Eight years ago I was living in North Africa with my family. One particular afternoon in September in a downtown cafe with local friends is still etched in my memory. Sipping strong Turkish coffee, I recall being transfixed by images beamed live on CNN of the Twin Towers burning on the cafe tv screens. Normally, the tv images would be of US rap stars or the likes of Britney Spears grinding away. That day, the crowded cafe full of Muslim students was watching a global catastrophe unfold that had more than a hint of Hollywood spectacle to it. My memories are of complete confusion and disorientation: posters of pop starlets and European football teams provided the backdrop to this startling vision of Western might crumbling. As first one tower fell, and then the next, the cafe hummed with cheers. I, the lone European, Christian stood utterly stunned.
We're accustomed to see this as a seminal global event. It was certainly seminal for me personally. Ever since that day I've felt a drive, yes, a calling, to try and give words and actions to a Christian engagement with Islam. These Muslims were, and continue to be here in Birmingham, friends and neighbours. But they are friends and neighbours carrying a weight of history: a weight that needs to be shared by Western Christians committed to understand and to love.

#####

▶ **Request 1**: In the passage, what was the writer drinking in the downtown cafe?
▶ **Request 2**: Write out the part of the passage starting at "We're accustomed to" and ending at "and to love.".
These records have nothing to do with the passage.

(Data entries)
#####

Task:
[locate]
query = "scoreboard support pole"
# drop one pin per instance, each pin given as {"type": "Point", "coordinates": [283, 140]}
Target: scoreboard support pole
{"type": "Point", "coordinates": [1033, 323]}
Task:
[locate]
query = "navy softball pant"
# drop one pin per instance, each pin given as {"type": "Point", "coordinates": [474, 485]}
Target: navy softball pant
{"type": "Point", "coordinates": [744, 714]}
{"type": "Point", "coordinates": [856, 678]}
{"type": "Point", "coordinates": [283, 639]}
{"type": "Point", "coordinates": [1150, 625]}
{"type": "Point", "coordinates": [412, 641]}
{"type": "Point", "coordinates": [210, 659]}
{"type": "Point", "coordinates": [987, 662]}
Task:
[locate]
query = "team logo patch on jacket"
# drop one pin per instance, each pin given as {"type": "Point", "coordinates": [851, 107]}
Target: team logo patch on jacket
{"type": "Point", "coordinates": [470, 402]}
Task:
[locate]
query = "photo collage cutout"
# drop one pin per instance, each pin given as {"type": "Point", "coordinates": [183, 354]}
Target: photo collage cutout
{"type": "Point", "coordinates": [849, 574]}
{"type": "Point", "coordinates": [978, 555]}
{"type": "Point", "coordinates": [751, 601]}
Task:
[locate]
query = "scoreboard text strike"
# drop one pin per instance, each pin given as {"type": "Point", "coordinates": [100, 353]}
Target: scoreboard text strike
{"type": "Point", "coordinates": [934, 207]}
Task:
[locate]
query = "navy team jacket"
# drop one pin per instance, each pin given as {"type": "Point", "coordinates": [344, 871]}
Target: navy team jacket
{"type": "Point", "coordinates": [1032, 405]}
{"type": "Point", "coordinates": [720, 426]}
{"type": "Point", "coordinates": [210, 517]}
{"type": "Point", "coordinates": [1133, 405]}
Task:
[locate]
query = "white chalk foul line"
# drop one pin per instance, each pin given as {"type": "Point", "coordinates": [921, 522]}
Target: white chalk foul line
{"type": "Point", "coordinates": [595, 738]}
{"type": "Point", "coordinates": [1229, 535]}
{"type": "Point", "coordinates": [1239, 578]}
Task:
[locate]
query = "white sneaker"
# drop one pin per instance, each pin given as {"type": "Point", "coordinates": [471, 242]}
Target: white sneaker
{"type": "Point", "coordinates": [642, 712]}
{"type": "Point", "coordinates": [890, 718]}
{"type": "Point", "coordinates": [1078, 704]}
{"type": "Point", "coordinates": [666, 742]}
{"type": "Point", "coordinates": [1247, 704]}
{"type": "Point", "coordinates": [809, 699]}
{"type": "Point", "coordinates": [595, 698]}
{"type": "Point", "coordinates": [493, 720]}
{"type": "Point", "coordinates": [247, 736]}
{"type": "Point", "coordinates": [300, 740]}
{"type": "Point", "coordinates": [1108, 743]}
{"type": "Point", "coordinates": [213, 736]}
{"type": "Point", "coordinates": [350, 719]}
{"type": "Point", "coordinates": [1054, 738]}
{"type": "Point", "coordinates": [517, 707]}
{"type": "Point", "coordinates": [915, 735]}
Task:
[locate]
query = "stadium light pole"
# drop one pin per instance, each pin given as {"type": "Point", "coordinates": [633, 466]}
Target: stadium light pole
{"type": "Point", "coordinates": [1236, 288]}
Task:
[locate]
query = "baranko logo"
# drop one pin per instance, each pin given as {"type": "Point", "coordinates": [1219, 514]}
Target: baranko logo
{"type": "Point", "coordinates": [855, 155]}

#####

▶ **Correct answer 1**: Strong Turkish coffee.

▶ **Correct answer 2**:
We're accustomed to see this as a seminal global event. It was certainly seminal for me personally. Ever since that day I've felt a drive, yes, a calling, to try and give words and actions to a Christian engagement with Islam. These Muslims were, and continue to be here in Birmingham, friends and neighbours. But they are friends and neighbours carrying a weight of history: a weight that needs to be shared by Western Christians committed to understand and to love.